- [MATERIAL SHOWN]:
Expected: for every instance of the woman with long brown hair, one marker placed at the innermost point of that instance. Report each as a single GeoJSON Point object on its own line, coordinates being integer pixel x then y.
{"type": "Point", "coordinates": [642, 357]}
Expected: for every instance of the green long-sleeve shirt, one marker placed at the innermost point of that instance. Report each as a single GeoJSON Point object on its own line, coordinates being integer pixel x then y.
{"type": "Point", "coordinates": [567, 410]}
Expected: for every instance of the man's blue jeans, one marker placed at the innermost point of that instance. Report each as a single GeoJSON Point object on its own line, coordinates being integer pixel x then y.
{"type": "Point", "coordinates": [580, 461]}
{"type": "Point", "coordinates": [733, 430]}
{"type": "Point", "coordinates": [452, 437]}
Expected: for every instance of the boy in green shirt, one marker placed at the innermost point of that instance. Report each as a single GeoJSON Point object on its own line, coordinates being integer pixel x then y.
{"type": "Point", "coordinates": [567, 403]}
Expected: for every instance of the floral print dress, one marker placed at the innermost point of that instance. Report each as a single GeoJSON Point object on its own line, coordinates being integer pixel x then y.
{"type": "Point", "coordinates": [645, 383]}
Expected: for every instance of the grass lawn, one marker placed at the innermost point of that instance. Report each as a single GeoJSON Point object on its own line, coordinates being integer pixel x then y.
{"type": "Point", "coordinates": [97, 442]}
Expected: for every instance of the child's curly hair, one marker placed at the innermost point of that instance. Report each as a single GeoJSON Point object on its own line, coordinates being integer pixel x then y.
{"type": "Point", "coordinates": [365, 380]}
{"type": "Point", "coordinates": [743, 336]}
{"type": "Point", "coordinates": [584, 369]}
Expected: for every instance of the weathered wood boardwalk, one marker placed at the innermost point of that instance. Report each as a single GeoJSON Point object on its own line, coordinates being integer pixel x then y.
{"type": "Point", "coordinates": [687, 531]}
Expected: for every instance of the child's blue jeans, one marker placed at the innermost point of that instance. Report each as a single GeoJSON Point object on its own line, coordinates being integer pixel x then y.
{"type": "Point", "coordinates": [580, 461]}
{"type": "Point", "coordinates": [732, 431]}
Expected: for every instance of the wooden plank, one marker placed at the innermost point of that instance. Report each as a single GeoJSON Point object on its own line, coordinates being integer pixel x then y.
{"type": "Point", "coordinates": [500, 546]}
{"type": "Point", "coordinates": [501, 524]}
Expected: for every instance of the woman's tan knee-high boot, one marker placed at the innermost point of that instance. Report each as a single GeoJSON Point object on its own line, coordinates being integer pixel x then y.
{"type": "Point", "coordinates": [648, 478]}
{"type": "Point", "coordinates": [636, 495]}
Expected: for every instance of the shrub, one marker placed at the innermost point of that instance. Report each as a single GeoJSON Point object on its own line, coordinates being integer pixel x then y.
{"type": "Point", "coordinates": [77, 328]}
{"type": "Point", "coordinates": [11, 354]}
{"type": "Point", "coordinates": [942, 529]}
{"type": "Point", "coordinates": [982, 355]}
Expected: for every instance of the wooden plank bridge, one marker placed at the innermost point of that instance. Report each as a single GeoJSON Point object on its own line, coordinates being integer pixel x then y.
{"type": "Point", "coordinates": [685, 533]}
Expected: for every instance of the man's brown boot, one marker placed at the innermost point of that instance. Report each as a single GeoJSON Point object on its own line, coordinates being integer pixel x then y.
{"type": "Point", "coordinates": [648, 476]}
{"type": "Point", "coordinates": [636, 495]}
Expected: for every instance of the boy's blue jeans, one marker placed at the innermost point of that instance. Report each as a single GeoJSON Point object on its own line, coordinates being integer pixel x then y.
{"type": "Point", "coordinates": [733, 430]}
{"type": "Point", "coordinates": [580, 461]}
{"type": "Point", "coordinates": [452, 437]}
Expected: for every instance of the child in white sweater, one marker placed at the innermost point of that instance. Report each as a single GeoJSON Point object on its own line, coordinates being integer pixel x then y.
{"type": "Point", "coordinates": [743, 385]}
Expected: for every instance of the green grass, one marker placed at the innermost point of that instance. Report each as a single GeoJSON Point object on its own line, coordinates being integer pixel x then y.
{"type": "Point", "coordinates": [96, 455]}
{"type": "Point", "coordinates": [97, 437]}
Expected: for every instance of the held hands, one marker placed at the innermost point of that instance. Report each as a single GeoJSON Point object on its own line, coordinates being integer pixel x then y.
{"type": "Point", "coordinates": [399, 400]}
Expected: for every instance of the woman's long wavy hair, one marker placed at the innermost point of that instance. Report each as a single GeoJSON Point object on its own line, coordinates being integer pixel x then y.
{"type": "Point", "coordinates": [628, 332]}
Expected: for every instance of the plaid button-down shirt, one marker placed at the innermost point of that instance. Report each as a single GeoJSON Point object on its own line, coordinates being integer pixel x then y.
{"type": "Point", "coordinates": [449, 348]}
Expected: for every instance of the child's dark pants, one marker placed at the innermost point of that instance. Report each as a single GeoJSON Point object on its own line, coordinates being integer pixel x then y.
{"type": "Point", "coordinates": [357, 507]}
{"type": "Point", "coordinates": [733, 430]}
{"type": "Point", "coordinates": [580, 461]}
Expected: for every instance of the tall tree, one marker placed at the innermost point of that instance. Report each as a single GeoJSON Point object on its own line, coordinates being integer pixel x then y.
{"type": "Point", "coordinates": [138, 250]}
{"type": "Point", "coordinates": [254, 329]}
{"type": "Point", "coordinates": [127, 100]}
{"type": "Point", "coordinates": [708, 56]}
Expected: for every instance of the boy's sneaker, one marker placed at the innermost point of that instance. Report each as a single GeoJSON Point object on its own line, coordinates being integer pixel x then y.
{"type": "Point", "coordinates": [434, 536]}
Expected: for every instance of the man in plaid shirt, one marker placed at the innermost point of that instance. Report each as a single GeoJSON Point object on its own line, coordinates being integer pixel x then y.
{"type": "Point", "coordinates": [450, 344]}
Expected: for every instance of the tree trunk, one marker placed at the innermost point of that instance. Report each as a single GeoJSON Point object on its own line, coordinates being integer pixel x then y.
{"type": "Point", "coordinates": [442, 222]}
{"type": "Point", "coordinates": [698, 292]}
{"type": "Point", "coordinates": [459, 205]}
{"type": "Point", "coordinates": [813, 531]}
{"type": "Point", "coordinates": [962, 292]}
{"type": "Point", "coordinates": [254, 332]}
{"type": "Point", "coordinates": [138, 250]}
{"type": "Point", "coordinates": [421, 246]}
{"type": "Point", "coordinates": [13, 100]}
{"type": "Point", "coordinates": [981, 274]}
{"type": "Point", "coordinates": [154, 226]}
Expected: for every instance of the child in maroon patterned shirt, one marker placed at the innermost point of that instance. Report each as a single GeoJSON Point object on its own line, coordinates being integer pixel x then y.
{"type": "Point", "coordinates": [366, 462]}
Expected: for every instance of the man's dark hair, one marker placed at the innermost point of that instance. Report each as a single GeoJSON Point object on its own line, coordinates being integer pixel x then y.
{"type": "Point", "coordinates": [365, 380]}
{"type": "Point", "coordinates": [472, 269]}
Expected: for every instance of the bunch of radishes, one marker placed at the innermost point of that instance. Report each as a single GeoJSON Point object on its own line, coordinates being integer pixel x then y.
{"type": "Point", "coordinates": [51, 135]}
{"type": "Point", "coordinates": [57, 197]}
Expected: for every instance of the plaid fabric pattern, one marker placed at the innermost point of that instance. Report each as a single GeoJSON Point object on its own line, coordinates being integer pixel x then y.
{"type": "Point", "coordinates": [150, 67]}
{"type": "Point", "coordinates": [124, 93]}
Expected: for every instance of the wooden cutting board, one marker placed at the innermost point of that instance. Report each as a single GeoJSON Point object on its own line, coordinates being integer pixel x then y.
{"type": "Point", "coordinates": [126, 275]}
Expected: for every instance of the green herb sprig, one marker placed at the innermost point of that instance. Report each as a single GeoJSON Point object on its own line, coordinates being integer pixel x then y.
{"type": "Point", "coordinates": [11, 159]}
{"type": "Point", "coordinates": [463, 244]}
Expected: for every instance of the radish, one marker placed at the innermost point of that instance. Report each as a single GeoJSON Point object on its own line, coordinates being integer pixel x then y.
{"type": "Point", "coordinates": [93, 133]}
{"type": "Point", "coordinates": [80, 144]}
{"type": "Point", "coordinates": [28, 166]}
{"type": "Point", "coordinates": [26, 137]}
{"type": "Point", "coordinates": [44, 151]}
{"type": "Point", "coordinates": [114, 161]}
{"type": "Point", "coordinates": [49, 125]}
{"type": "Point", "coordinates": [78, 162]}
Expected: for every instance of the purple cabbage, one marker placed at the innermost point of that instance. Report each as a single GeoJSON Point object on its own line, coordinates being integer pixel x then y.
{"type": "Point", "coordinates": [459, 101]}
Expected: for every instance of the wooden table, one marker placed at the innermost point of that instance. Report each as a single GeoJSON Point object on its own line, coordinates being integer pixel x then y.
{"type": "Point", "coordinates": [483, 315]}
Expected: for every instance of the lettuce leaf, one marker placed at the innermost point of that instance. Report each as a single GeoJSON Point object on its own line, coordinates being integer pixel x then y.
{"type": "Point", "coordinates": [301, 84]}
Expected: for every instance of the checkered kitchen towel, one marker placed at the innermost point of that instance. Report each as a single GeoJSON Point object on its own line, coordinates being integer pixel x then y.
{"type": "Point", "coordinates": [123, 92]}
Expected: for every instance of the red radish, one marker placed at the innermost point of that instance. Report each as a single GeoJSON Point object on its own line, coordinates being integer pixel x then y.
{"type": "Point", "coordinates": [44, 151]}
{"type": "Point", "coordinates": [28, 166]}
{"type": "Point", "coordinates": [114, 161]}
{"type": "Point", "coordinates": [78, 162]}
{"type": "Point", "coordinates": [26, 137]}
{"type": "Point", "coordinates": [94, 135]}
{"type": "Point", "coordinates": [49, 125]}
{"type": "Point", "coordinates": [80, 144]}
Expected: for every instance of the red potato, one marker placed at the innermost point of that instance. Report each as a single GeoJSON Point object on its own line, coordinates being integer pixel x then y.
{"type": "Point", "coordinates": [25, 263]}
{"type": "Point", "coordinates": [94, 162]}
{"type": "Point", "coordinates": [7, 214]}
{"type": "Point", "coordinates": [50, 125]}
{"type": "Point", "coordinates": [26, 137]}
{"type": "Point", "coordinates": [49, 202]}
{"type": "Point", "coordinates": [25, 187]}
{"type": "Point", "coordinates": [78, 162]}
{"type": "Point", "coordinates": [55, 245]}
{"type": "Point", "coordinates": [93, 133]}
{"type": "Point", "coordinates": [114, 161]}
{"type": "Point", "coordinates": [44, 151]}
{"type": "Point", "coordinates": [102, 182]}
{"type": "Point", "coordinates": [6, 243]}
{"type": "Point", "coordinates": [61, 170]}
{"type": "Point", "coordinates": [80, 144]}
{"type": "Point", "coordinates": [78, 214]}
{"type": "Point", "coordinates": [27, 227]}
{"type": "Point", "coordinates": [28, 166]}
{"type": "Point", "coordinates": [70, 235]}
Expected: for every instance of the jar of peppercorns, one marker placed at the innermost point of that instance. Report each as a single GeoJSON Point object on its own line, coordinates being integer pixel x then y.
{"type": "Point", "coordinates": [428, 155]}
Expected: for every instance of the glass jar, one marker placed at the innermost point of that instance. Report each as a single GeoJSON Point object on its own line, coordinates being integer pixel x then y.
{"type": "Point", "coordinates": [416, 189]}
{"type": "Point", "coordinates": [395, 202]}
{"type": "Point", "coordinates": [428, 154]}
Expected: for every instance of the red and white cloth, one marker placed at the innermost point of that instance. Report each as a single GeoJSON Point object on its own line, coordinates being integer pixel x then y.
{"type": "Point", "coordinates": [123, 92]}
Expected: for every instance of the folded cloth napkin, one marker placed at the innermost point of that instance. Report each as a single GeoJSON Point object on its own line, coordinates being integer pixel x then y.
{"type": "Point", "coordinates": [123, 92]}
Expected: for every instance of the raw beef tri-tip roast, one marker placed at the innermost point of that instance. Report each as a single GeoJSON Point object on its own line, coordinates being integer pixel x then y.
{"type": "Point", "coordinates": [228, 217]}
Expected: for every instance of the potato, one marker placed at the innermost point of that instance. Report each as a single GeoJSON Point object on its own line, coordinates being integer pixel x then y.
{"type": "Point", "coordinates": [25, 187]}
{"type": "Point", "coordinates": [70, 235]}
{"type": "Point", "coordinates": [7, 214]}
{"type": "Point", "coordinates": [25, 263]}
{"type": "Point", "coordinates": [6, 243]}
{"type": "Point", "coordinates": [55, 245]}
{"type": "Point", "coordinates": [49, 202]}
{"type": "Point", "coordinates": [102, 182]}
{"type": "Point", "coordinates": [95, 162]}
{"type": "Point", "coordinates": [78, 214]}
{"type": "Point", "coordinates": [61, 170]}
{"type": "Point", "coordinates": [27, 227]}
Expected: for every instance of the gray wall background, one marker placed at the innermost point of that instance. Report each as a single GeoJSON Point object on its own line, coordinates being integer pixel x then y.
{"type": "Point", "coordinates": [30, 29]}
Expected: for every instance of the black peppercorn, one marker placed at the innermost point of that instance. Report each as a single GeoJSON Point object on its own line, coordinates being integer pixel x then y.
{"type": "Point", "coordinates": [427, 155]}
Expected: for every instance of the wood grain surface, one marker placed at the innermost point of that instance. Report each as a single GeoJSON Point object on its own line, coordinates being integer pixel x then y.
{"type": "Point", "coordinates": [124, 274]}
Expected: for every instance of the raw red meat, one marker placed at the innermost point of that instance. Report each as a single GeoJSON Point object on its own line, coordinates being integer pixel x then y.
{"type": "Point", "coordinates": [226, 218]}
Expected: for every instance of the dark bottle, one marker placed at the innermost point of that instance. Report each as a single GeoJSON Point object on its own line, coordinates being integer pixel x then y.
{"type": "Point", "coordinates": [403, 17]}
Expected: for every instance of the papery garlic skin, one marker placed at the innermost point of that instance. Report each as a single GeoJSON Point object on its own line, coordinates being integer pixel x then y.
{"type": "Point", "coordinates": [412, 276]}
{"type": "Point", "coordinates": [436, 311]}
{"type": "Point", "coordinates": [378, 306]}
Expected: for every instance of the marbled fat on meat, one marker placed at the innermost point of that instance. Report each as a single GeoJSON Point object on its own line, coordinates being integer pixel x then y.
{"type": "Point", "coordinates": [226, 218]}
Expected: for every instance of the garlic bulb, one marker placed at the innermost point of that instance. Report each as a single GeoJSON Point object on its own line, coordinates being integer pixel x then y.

- [THE EXERCISE]:
Starting with the line that contains "Expected: for every instance of the dark", print each line through the last one in the listing. Include both end lines and add nothing.

- [EXERCISE SOLUTION]:
Expected: for every instance of the dark bottle, one marker placed at the innermost point of that instance. Report each as a single GeoJSON Point object on its own line, coordinates being integer pixel x then y.
{"type": "Point", "coordinates": [403, 17]}
Expected: for every instance of the papery garlic skin, one marker placed at the innermost point of that instance. Report each as a single GeoJSON Point object on its own line, coordinates being integer pixel x then y.
{"type": "Point", "coordinates": [412, 276]}
{"type": "Point", "coordinates": [436, 311]}
{"type": "Point", "coordinates": [378, 306]}
Expected: for every instance of the marbled fat on meat, one marker placed at the innermost point of that instance. Report each as a single GeoJSON Point object on its own line, coordinates being integer pixel x then y.
{"type": "Point", "coordinates": [226, 218]}
Expected: for every instance of the garlic bulb, one marker placed at the innermost point of that instance. Report each as a single GeoJSON Point object on its own line, coordinates being integer pixel x then y.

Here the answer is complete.